§ Records provided:
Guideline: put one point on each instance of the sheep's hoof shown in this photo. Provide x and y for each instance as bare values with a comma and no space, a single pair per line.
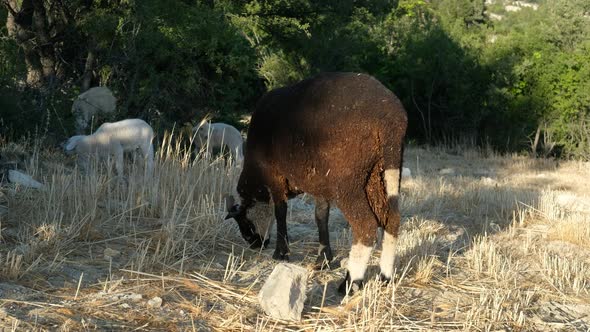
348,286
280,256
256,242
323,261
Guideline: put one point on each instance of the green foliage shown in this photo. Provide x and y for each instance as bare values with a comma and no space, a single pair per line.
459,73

§ What to work on: The whole listing, pictures excluded, should be output exactly.

§ Answer box:
Guideline: put one point on each instance of the sheep's hoof shown in this photo. Provide x and y for each instance as bare values with a comma and no space, a single pair per line.
348,286
280,256
256,242
323,261
Guideline: put one point on each instance of the green foliage shown in this photo. Provide x and y for each instance as bare values with a comma and no space, a single pair per line.
459,73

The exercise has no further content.